■ SUPPLIED INFORMATION
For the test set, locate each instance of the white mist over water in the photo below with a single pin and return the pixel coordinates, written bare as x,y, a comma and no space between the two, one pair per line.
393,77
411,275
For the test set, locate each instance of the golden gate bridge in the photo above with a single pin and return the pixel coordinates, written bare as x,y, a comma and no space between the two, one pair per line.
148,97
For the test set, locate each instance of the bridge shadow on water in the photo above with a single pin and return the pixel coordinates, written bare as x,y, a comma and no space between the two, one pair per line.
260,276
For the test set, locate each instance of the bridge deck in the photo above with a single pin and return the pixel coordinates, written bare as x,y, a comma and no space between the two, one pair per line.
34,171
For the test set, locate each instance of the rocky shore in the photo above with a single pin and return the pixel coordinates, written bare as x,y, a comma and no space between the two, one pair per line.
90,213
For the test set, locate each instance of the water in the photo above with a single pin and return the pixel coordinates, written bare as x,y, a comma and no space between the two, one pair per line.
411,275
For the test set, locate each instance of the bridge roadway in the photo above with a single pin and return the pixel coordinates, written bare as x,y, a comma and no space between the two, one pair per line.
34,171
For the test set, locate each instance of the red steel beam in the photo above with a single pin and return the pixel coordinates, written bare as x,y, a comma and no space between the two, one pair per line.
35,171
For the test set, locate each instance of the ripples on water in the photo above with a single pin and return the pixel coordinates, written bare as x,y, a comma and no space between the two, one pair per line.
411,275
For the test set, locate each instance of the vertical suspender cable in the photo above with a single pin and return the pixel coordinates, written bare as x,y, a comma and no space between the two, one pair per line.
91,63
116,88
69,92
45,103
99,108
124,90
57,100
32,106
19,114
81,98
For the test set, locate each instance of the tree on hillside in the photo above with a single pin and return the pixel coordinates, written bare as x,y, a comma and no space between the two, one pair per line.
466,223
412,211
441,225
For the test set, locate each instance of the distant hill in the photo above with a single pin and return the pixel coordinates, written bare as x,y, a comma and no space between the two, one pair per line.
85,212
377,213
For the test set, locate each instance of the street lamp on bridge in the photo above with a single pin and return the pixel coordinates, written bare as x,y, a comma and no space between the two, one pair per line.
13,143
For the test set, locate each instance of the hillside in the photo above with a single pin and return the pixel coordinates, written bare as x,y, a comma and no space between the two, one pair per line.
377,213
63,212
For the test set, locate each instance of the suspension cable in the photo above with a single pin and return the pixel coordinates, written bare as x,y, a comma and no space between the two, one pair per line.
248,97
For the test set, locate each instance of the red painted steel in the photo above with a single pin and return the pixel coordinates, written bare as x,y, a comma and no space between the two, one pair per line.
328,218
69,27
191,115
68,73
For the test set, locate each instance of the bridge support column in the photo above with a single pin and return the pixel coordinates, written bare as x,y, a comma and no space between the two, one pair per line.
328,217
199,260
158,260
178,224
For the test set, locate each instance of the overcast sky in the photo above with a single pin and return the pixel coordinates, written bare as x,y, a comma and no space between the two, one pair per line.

■ WHAT YOU SHOULD DO
Reprint all of the records above word for word, without changing anything.

■ THE SOLUTION
For the test set, locate each instance of the white mist over water in the photo below with a single pin and return the pixel coordinates, written bare as x,y, a comma and no space between the two, one pair per line.
393,77
411,275
For the test set, locate each instance of the golden gate bridge in the photo above with a single pin and return the pixel coordinates, written bare as x,y, a comma and no space between the two, one pair per line.
148,97
For the test set, locate each instance of the bridge shadow on water in the photo above with a single pin and return the pixel coordinates, written bare as x,y, a comma and no space between the two, one pair per line.
260,276
For the test set, locate each instance of the bridge deck in the photo above with a single pin and return the pixel coordinates, written bare as x,y, a comma and no space between the two, one pair per line.
34,171
For the test set, locate each instance of the rocky shore in the photo above with a single pin and return the pixel coordinates, written bare as x,y, a comma and no space between the two, one pair per line.
90,213
For the test set, locate each instance of the water in the photo above with a single pin and return the pixel coordinates, written bare as x,y, a comma and no space between the two, one pair per line.
411,275
For the test set, locate each instance of the bridge roadway in the photo above with a single pin and return the pixel coordinates, written bare as x,y, a comma and no space between the two, one pair per line.
34,171
For the test set, locate each instance of the red steel beam in the photo above with a single pin and return the pixel coordinates, written bare as x,y, a comma and no space between the two, one pair per line.
35,171
For the test set, locate each instance of the ripples on water in the photo above with a single pin and return the pixel coordinates, written bare as x,y, a comma and no space between the two, one pair per line.
411,275
For the test set, locate each instance of the vertical suspender cable in the photo above with a single pin and return the pixel coordinates, written bare as x,y, a comma and no space between the two, one pair per line.
91,63
116,88
69,92
45,103
99,108
124,90
57,100
32,106
19,114
81,98
For the test set, locate each instance of the tree on hillside in the photo above with a single pin and return the pixel coordinates, written bare as x,y, a comma and no space between the two, one pair per line.
466,223
412,211
441,225
For the test set, locate each instance of the distant hill in the photo above with a single pin and return the pixel coordinates, written bare as x,y, a comma and no space between the two, one pair per line.
85,212
377,213
For the test set, locate each instance of the street lamp on bridge in the photo above with a single pin and return the pixel coordinates, written bare as x,y, a comma and no space between the two, one pair per line.
13,143
For the test set, locate each instance of the hillside in the photo above with a single pin and return the pixel coordinates, written bare as x,y, a comma and no space between the two, one pair per line.
377,213
63,212
For the test set, locate each instance of the suspension cable in the photo above with a single pin and return the pixel coordinates, written bare as x,y, a comma and no space between the two, one pair per line.
248,97
For the test set, locate each instance of the red painted steel in the photo above with a single pin and return the pixel coordinates, written bare as x,y, a comma and no space between the two, one pair per line.
328,218
69,27
191,115
68,73
For the test set, locate each instance of the bridge support column in the photo above with a single pin and return the pixel coordinates, written bare as x,y, a comma and no space between the two, one pair per line.
328,217
199,260
158,260
178,224
For the test set, locate each instance of the overcast sky in the photo above with a single pin and return the pixel coordinates, written bare as x,y, a comma and no space between the two, one pair per line.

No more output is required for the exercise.